**PENGGALAN DOKUMEN**
Demikian pula halnya dengan para artis;
mereka berusaha untuk mendapatkan cinta fans mereka. Mereka mengatur tingkah
laku dan penampilan agar sesuai dengan selera pasar. Tetapi pada akhirnya,
mereka pun akan mendapatkan kekecewaan yang mendalam ketika para fans beralih
untuk mencintai artis lain yang lebih muda dan lebih cantik. Penderitaan
manusia modern diakibatkan oleh keinginan untuk dicintai sesama manusia.
Akibatnya, kita akan dirundung oleh kekecewaan demi kekecewaan.
Sebagaimana dikatakan oleh Erick Fromm,
yang bisa dilakukan untuk menyembuhkan penyakit itu adalah dengan belajar
mencintai. Kebahagiaan hidup kita tergantung kepada apa yang kita cintai.
Kebahagiaan tak dapat diperoleh dengan dicintai. Akan tetapi di dalam wacana
pengetahuan modern, kita menemukan sedikit sekali ada literatur yang berisi
pelajaran untuk mencintai. Buku-buku mutakhir mengajarkan kita akan kiat-kiat
untuk dicintai. Datanglah ke sebuah toko buku, Anda akan menemukan banyak
sekali buku yang ditulis yang berisi tentang kiat-kiat agar dicintai oleh lawan
jenis, atasan, atau rekan-rekan di tempat kerja.

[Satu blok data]
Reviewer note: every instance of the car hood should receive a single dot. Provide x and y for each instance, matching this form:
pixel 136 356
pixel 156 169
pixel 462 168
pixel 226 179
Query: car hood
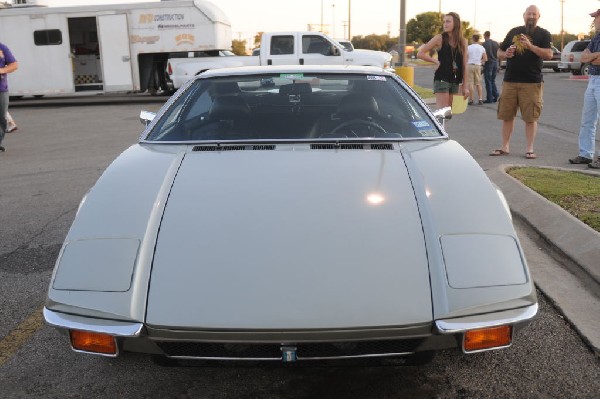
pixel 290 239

**YANG PERLU DIKERJAKAN**
Bagaimana isi penggalan tentang mencintai dan dicintai ini jika diringkas dalam dua kalimat? Baris-baris data di atas tidak diperlukan untuk mengerjakan tugas ini.

**KELUARAN LENGKAP**
Penderitaan manusia modern diakibatkan oleh keinginan untuk dicintai, seperti para artis yang mengatur tingkah laku dan penampilan agar sesuai selera pasar tetapi akhirnya sangat kecewa ketika fans beralih ke artis lain yang lebih muda dan lebih cantik. Menurut Erick Fromm, penyakit itu disembuhkan dengan belajar mencintai, dan kebahagiaan bergantung pada apa yang kita cintai, bukan pada dicintai, namun buku-buku mutakhir justru lebih banyak berisi kiat-kiat agar dicintai.